> [What is expected]:
Please extend the article below on Russia's monetary plans and gold, picking up right after its last sentence.

Russia's Monetary Solution

The hypothesis that follows, if carried through, is certain to have a significant effect on gold and the relationship between gold and all government-issued currencies.
The successful remonetisation of gold by a major power such as Russia would draw attention to the fault-lines between fiat currencies issued by governments unable or unwilling to do the same and those that can follow in due course. It would be a schism in the world’s dollar-based monetary order.

Russia has made plain her overriding monetary objective: to do away with the US dollar for all her trade, an ambition she shares with China and their Asian partners. Furthermore, in the short-term the rouble’s weakness is undermining the Russian economy by forcing the Central Bank of Russia (CBR) to impose high interest rates to defend the currency and by increasing the burden of foreign currency debt. There is little doubt that one objective of NATO’s economic sanctions is to harm the Russian economy by undermining the currency, and this policy is working with the rouble having fallen 30% against the US dollar this year so far with the prospect of further falls to come.

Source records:
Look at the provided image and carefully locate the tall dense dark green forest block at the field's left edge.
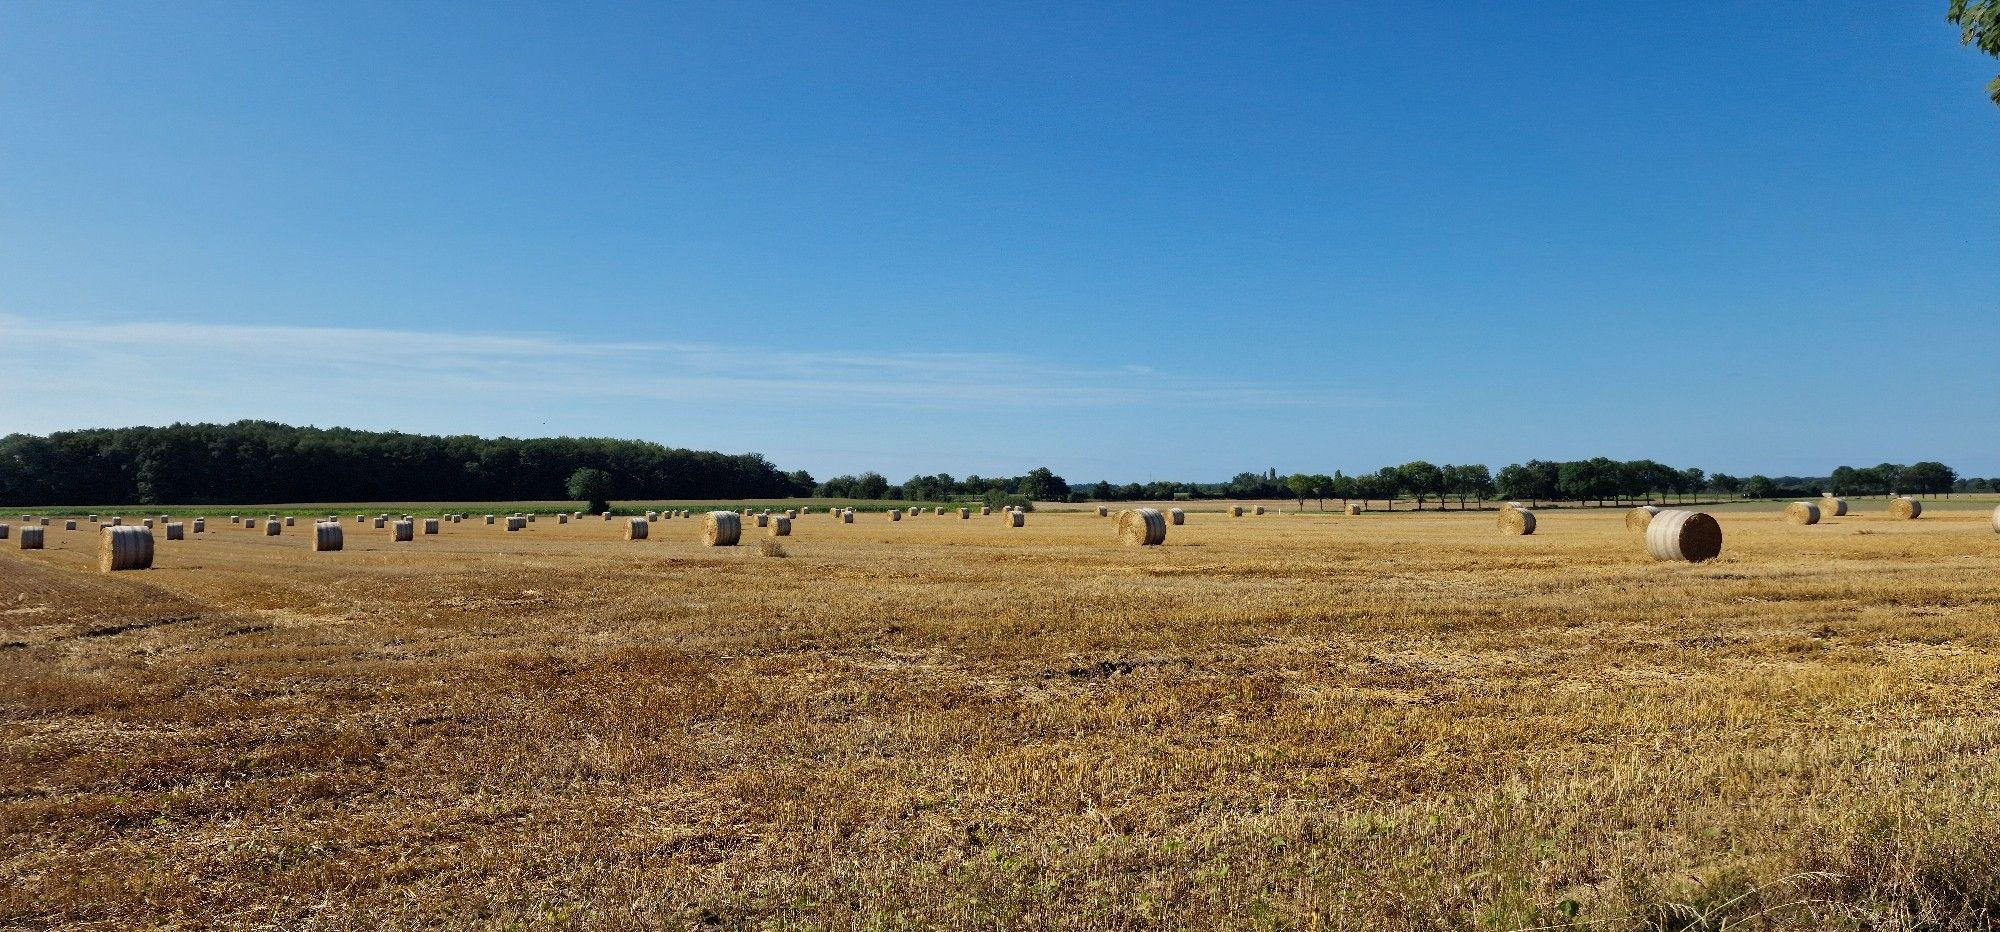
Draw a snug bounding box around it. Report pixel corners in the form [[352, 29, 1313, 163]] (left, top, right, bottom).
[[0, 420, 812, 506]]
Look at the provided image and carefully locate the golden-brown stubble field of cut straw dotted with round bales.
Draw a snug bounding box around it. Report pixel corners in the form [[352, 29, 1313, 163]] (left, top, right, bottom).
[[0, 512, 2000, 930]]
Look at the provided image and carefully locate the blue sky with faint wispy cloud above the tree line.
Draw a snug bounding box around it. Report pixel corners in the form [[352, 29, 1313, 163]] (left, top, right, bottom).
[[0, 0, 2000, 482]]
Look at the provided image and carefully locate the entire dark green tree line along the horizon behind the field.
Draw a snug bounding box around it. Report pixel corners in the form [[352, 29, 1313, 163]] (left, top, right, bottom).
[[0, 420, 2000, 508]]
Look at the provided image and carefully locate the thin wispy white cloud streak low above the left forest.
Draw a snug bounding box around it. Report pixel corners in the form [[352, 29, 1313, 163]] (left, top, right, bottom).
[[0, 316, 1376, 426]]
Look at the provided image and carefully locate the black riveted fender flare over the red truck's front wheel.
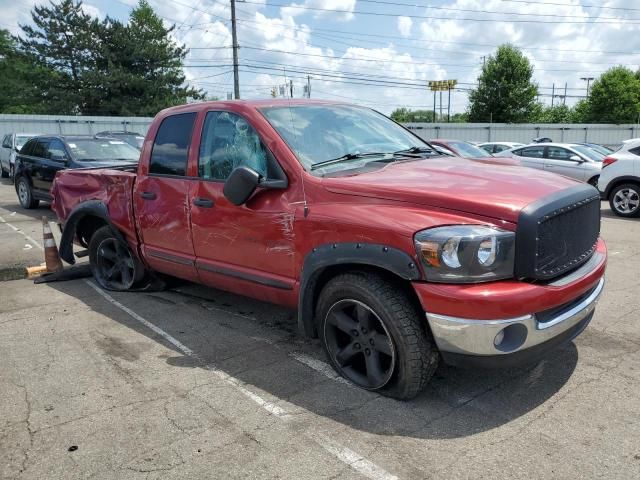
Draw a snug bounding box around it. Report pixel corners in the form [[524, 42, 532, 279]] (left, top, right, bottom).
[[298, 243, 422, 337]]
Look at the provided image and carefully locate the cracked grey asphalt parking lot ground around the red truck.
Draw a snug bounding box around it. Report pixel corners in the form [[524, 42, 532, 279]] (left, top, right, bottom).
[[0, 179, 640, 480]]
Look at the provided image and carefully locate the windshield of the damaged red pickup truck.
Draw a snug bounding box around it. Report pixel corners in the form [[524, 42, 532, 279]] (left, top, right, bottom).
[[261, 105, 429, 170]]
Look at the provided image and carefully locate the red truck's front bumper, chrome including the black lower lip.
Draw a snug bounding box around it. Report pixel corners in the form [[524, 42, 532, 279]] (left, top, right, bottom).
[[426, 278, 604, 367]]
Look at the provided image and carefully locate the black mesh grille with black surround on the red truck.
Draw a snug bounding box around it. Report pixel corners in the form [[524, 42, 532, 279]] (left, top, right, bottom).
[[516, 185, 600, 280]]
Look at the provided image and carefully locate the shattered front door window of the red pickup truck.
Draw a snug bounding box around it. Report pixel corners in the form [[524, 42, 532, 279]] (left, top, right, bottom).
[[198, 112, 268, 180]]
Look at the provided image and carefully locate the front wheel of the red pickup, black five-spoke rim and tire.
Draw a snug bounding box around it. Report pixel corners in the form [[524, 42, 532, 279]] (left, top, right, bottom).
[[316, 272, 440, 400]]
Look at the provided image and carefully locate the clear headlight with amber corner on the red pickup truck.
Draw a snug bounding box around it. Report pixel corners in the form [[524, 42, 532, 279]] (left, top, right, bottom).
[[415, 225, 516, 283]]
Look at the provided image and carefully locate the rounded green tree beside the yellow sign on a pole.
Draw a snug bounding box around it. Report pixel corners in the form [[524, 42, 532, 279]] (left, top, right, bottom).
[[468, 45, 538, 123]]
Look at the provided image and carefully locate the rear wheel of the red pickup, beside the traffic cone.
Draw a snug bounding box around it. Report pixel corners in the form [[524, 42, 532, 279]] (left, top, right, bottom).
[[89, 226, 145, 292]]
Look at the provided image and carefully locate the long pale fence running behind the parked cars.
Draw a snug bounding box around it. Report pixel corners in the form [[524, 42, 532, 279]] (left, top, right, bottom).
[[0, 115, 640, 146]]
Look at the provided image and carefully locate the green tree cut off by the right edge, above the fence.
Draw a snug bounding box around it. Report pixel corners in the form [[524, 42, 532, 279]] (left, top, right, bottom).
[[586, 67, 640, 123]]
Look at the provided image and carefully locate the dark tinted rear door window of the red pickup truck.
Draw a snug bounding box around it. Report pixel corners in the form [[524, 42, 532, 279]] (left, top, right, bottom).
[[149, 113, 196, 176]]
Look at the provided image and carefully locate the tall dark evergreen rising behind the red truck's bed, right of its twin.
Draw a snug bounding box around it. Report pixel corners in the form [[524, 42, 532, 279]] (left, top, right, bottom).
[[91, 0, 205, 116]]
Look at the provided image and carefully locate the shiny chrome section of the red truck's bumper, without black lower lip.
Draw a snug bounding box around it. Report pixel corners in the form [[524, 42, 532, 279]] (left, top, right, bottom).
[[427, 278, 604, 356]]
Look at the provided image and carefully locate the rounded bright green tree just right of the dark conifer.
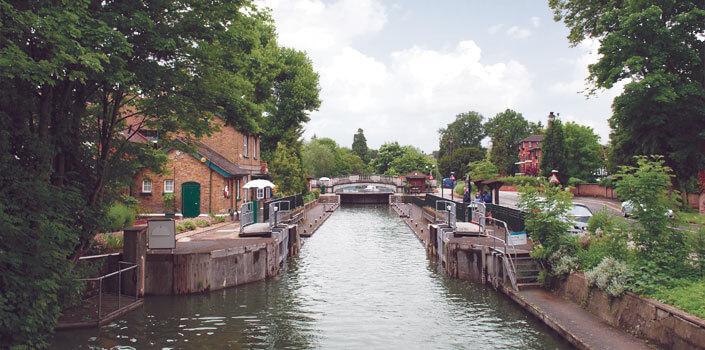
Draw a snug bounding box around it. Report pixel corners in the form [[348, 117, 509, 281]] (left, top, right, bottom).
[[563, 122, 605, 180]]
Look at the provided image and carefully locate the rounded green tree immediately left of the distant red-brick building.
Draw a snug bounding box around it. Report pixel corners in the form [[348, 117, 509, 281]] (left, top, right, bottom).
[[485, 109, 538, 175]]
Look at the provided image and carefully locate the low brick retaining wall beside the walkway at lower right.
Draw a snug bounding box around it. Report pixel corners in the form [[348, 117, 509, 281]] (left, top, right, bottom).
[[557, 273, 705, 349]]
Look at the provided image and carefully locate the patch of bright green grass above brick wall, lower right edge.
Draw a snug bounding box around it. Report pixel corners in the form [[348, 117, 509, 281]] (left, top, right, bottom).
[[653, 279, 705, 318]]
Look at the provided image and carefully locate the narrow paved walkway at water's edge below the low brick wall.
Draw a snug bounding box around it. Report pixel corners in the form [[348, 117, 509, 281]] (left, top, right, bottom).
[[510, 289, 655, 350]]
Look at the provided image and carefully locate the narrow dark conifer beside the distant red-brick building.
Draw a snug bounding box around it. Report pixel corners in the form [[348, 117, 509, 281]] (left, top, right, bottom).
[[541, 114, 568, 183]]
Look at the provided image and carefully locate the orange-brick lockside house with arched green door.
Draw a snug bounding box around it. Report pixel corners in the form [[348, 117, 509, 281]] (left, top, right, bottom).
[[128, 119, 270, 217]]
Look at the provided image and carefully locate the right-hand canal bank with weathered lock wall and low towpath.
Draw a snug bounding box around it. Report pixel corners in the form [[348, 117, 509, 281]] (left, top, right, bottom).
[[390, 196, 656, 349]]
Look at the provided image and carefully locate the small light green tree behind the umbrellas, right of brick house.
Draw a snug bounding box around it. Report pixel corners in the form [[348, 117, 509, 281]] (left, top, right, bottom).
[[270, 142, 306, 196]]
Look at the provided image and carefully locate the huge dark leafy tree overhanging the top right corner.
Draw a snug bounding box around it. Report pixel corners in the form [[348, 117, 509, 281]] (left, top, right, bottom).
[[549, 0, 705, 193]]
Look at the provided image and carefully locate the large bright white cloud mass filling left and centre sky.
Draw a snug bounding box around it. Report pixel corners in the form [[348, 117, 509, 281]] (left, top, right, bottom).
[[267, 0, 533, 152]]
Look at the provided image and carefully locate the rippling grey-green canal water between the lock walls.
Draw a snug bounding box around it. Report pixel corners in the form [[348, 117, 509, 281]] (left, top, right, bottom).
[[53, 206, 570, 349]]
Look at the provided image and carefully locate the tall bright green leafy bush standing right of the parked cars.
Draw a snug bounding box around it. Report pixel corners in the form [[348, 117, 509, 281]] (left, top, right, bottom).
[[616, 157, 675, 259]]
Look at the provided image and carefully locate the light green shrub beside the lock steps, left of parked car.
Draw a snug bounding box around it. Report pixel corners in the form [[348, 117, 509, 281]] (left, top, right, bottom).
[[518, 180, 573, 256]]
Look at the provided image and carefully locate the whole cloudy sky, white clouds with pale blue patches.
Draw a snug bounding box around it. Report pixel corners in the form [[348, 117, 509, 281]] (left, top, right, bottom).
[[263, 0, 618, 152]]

> [Written response]:
Russia faces the reality that pricing the rouble in US dollars through the foreign exchanges leaves her a certain loser in a currency war against America and her NATO allies. There is a solution which was suggested in a recent paper by John Butler of Atom Capital, and that is for Russia to link the rouble to gold, or more correctly put it on a gold exchange standard*. The proposal at first sight is so left-field that it takes a lateral thinker such as Butler to think of it. Separately, Professor Steve Hanke of John Hopkins University has alternatively proposed that Russia sets up a currency board to stabilise the rouble. Professor Hanke points out that Northern Russia tied the rouble to the British pound with great success in 1918 after the Bolshevik revolution when Britain and other allied nations invaded and briefly controlled the region. What he didn’t say is that sterling would most likely have been accepted as a gold substitute in the region at that time, so running a currency board was the equivalent of putting the rouble in Russia’s occupied lands onto a gold exchange standard.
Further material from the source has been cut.